### TO BE DONE
Starting at the line that contains "the black alloy", restate each line word for word through the final line of the data, keeping both ends.

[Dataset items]
=-=-=-=-=
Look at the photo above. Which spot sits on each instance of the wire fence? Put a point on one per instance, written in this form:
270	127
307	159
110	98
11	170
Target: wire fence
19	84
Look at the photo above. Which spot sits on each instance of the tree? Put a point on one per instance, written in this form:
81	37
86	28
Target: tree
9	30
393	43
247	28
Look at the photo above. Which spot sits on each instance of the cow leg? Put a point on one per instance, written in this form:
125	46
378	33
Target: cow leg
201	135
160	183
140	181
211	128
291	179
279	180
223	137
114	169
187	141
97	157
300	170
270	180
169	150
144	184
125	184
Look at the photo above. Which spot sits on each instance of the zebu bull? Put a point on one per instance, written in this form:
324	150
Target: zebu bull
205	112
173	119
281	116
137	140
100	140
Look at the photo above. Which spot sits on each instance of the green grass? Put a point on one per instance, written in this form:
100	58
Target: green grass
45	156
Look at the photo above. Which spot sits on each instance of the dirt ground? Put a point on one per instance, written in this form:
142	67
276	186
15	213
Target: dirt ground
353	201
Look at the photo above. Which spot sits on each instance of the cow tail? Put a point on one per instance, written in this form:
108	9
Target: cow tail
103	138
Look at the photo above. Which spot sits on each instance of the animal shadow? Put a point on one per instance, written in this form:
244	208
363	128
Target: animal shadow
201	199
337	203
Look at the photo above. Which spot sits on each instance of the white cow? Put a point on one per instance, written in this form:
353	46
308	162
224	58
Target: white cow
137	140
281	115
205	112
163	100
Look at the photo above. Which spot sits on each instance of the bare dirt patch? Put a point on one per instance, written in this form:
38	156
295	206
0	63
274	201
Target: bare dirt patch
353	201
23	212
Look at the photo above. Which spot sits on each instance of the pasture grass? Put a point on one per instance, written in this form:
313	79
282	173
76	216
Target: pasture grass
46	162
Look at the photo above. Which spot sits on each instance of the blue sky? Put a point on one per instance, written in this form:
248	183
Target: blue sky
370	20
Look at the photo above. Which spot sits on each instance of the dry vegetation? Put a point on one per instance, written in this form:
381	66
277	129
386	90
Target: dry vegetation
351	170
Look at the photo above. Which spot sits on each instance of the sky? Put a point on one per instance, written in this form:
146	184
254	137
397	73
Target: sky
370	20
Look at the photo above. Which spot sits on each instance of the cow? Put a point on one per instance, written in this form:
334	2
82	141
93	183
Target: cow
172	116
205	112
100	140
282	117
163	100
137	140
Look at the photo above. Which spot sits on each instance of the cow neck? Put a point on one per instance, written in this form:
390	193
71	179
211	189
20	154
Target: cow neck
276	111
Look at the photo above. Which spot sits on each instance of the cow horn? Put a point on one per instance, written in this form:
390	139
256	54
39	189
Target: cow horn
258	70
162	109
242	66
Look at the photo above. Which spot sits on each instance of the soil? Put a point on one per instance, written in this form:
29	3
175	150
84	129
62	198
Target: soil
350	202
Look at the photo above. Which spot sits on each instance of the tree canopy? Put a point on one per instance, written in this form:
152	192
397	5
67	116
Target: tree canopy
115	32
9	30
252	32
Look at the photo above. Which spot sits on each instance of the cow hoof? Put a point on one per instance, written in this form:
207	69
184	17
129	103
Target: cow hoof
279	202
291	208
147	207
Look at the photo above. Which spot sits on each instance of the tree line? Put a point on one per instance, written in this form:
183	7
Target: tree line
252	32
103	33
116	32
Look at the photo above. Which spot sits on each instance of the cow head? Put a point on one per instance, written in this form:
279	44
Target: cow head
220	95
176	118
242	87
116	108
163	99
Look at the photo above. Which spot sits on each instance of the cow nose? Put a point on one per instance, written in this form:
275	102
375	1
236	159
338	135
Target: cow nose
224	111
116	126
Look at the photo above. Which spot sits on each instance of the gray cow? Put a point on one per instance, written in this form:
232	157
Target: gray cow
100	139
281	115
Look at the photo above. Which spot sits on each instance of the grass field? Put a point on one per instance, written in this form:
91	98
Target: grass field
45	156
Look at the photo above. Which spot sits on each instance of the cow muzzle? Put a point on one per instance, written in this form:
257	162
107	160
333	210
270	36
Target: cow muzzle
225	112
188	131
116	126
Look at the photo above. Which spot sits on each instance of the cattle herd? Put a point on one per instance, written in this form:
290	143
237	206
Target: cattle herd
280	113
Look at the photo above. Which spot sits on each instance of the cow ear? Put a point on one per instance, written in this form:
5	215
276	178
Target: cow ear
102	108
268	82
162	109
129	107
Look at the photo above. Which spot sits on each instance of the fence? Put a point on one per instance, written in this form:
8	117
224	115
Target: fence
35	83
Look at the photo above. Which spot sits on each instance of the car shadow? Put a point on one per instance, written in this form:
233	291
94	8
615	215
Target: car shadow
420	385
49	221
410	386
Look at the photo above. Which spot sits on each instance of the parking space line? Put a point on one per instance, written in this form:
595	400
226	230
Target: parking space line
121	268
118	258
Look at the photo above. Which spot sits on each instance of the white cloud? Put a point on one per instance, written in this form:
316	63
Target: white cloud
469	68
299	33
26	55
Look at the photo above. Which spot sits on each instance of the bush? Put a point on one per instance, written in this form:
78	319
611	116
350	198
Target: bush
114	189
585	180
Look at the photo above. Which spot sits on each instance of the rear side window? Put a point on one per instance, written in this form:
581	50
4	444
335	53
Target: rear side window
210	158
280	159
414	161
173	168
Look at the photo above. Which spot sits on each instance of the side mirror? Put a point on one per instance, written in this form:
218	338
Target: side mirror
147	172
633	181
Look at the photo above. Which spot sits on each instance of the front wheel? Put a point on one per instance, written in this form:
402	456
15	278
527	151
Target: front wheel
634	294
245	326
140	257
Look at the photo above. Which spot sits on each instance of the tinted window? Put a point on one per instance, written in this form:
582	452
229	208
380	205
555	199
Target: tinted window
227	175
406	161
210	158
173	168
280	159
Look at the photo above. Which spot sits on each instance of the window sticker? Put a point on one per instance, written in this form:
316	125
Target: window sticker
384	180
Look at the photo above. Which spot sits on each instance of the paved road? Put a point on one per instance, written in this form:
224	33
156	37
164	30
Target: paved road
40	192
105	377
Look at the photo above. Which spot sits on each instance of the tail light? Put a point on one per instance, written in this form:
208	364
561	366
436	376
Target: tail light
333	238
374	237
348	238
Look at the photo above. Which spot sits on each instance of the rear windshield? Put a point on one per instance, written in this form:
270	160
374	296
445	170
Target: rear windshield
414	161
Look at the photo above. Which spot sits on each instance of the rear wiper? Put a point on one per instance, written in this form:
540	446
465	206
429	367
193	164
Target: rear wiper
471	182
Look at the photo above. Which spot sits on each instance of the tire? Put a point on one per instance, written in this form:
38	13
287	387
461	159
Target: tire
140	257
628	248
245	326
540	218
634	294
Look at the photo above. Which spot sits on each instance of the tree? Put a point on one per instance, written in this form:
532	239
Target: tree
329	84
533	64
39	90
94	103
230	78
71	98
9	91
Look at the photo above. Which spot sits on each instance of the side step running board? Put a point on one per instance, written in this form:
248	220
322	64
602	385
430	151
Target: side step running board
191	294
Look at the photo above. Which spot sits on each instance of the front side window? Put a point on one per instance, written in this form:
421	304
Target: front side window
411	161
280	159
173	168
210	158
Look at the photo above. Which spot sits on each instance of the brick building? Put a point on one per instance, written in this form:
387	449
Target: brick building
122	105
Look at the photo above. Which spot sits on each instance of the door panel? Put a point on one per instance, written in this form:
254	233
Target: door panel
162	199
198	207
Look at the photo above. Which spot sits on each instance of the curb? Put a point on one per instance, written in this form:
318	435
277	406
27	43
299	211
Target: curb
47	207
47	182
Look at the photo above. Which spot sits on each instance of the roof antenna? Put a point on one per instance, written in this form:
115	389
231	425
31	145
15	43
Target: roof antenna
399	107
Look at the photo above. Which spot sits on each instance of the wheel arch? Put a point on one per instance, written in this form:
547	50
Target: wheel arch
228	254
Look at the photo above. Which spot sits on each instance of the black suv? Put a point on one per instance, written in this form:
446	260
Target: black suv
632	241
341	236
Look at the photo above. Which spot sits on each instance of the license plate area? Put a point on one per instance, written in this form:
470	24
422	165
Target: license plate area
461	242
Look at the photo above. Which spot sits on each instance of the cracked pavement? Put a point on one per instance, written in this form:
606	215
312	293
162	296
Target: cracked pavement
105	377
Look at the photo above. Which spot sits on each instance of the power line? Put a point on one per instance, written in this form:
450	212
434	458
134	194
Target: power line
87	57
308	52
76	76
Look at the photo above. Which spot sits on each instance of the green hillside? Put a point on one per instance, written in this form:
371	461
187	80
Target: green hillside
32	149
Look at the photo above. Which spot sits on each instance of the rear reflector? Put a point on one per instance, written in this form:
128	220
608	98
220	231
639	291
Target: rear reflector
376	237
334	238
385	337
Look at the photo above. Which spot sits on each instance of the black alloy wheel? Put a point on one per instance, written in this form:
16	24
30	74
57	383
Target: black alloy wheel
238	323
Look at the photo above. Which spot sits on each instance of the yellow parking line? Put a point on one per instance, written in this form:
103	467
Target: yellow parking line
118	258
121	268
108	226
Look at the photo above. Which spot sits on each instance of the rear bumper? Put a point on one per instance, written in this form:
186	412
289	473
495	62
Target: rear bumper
=-=-=-=-=
### WRITTEN ANSWER
Look at the photo above. Which spot sits on each instance of the black alloy wheel? Put a point on one per instance, written in this form:
16	24
30	74
57	383
Target: black alloy wheel
238	323
Look at the photo above. Which spot sits on each instance of the yellow parking line? Put a point on one per instance, written in this form:
103	467
Target: yellow parking line
118	258
121	268
108	226
Look at the photo above. Which spot sits on each instance of the rear bumper? Put a point on one per instance, written in this form:
186	412
289	473
495	62
Target: rear bumper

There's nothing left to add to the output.